● Prompt a
Using the bottle-collecting forum thread below, decide whether each statement agrees with it. (i) Screwtop paid $36 for all of the bottles. (ii) The green bottle is a wine bottle. (iii) WesternPA-collector found that a brewery existed in Braddock. Answer yes or no for each, quoting the deciding words.

# Better bottles than usual



## Screwtop (Jun 8, 2019)

I got some bottles that may be in your category of "cool bottles". If not, who cares? I love em'! 





Some of you may recognize that the green bottle is not actually a wine bottle, but a mineral water bottle from the Blue Lick Mineral Water company. The Sher-A-Coca was a nice find too. I paid $36 for all of them.


----------



## CanadianBottles (Jun 8, 2019)

Some nice ones there for sure!  Not often you see mug base and applied lip crown tops from the States.


----------



## WesternPA-collector (Jun 9, 2019)

I love the old embossed slug plate type of bottles. My favorite is that one from Braddock, PA. Even has the address on it.


----------



## Screwtop (Jun 10, 2019)

WesternPA-collector said:


> I love the old embossed slug plate type of bottles. My favorite is that one from Braddock, PA. Even has the address on it.




I tried very hard to find any info on it, but I couldn't even find that a brewery even existed in Braddock. Very weird.


----------



## WesternPA-collector (Jun 10, 2019)

Screwtop said:


> I tried very hard to find any info on it, but I couldn't even find that a brewery even existed in Braddock. Very weird.


I couldn't either. I've only known soda bottles to come from Braddock. I have one that says Higrade on the bottom and side.


----------



## goaliewb (Jun 10, 2019)

nice bottles!


----------

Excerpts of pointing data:
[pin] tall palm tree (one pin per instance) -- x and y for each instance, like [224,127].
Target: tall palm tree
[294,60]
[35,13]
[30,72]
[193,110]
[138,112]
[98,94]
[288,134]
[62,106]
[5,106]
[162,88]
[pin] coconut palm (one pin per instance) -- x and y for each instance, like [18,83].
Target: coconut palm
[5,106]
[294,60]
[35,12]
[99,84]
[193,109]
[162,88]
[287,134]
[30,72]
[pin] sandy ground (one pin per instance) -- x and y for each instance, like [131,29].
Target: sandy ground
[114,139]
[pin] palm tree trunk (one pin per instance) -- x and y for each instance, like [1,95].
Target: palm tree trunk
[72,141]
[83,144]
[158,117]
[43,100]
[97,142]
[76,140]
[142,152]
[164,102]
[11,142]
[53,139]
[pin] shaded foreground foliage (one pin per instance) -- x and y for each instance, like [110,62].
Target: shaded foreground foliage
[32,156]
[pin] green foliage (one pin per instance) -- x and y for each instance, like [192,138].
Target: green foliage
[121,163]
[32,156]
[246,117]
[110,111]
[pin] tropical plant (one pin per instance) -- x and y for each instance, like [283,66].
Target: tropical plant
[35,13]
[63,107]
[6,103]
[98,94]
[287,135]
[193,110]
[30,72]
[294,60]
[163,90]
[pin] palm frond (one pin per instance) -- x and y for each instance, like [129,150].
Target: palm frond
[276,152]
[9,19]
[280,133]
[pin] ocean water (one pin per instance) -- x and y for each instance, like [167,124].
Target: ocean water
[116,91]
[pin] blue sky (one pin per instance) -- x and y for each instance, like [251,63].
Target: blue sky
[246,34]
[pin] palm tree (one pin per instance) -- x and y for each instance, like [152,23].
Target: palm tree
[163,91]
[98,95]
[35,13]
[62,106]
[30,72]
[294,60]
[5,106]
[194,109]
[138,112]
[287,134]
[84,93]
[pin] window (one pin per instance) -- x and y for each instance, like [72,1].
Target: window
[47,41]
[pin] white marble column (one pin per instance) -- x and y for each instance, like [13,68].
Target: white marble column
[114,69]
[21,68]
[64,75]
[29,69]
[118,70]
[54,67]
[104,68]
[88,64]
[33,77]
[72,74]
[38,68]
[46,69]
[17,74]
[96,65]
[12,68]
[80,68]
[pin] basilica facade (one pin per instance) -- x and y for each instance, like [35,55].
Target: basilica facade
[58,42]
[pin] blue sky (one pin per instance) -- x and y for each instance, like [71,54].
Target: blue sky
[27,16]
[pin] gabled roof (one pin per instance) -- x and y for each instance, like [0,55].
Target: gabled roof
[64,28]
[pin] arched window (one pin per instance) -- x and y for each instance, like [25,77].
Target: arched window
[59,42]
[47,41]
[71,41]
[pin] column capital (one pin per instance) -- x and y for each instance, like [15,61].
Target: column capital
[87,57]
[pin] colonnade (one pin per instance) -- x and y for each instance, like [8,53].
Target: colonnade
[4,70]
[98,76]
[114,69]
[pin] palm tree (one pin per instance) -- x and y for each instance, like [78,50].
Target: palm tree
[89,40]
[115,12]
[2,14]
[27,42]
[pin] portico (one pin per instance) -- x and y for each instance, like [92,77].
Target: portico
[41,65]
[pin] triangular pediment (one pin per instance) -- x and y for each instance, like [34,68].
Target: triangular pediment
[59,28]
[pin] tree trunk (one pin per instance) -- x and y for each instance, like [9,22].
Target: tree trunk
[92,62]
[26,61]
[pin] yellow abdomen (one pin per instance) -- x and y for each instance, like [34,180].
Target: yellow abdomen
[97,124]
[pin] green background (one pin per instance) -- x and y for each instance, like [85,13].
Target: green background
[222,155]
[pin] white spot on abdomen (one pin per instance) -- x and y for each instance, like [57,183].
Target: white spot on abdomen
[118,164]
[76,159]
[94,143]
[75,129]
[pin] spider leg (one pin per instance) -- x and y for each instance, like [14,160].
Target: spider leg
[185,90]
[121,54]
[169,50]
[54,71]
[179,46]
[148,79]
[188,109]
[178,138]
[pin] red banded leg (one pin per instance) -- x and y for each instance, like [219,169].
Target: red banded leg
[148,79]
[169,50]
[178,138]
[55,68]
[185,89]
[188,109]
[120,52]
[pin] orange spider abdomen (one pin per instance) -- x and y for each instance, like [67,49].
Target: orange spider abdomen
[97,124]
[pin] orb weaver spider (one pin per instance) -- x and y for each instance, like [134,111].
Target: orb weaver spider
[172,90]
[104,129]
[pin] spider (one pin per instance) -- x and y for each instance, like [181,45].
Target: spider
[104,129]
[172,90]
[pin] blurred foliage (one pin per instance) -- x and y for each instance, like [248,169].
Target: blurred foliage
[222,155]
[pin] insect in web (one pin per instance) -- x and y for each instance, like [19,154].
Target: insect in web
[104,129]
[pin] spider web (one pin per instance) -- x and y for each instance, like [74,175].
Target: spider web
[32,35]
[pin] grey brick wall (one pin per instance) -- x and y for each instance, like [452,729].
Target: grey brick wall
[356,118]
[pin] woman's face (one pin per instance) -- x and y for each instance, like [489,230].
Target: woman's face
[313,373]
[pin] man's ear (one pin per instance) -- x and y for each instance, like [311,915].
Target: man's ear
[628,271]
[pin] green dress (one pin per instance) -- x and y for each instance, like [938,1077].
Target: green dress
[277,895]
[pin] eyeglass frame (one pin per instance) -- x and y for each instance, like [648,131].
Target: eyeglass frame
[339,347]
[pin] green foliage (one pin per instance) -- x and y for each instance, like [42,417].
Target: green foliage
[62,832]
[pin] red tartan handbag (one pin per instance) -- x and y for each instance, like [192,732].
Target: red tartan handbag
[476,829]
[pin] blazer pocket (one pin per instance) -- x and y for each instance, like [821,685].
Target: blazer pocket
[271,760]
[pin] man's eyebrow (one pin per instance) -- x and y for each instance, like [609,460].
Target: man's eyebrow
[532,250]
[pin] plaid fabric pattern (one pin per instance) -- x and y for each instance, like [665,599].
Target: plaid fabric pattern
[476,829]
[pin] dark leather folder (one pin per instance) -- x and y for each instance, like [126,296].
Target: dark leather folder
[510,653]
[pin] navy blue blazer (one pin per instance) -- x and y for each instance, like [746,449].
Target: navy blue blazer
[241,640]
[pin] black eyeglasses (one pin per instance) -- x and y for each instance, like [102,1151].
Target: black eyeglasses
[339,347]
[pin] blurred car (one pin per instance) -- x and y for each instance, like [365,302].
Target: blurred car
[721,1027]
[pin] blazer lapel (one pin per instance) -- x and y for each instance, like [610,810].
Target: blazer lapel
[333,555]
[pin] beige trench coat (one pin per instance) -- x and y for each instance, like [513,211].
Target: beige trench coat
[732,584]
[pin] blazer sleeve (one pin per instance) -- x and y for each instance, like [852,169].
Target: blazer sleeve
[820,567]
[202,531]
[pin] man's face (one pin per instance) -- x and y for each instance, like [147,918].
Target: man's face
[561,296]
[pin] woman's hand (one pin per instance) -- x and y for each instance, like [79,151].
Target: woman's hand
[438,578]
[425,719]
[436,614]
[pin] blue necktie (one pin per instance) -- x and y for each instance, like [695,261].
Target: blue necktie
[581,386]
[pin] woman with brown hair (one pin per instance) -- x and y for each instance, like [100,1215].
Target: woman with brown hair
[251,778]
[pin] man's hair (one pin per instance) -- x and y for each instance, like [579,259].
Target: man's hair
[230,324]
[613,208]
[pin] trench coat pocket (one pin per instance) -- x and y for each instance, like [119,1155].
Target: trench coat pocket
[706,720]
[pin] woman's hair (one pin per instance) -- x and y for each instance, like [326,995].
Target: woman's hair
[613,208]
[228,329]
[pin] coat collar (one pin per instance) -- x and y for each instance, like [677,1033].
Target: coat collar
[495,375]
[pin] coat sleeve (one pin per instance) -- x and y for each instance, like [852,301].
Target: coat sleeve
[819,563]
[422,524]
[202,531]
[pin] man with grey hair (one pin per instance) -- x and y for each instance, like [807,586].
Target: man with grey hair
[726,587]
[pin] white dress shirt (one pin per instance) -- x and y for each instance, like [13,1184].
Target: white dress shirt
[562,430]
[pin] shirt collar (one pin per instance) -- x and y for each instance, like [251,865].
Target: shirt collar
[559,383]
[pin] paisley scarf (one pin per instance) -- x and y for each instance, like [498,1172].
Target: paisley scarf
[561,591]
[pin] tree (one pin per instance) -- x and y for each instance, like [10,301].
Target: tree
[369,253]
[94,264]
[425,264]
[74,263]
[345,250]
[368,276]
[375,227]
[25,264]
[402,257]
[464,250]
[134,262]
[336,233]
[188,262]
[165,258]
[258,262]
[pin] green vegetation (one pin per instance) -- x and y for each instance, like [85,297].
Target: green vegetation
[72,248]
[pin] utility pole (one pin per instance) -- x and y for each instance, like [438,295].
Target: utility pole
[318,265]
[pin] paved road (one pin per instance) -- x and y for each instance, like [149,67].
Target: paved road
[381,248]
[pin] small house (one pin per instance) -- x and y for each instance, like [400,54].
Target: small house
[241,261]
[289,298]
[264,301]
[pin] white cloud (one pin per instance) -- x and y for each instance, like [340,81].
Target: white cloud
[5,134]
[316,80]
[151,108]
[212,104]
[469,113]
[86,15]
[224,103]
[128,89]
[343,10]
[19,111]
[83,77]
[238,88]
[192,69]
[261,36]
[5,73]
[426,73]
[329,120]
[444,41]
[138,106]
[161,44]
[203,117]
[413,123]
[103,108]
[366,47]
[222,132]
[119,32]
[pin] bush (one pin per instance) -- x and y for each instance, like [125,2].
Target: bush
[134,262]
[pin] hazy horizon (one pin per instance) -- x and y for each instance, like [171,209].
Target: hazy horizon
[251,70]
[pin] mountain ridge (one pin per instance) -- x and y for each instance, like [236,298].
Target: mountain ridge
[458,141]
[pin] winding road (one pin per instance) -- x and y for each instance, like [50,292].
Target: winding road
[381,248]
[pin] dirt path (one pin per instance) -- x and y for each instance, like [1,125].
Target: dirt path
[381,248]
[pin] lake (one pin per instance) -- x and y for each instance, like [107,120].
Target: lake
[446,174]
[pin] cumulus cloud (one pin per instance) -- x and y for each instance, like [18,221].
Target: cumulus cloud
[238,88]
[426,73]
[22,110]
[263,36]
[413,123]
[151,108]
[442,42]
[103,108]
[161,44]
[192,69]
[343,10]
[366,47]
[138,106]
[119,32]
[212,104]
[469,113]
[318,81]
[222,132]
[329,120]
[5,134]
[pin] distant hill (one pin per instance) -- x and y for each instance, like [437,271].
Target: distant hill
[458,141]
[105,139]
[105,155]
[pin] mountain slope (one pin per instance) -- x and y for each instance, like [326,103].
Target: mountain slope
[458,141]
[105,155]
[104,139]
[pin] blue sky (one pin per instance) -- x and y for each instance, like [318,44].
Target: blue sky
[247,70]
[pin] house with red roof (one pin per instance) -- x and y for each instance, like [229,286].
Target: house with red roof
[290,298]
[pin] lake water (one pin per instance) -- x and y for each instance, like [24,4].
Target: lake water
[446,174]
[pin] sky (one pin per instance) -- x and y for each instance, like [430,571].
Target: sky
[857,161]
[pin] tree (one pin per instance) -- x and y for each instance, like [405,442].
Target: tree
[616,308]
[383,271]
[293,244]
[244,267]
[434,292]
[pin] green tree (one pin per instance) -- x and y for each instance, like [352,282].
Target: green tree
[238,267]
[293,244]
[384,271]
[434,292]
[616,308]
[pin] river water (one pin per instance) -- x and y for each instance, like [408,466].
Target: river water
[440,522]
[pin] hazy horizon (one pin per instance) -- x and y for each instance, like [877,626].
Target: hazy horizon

● Prompt b
List every line of the entries above that contains the string "sandy". Case counts.

● Final answer a
(i) Yes: "I paid $36 for all of them."
(ii) No: "the green bottle is not actually a wine bottle, but a mineral water bottle from the Blue Lick Mineral Water company"
(iii) No: "I couldn't either. I've only known soda bottles to come from Braddock."

● Final answer b
[pin] sandy ground (one pin per instance) -- x and y for each instance, like [131,29].
Target: sandy ground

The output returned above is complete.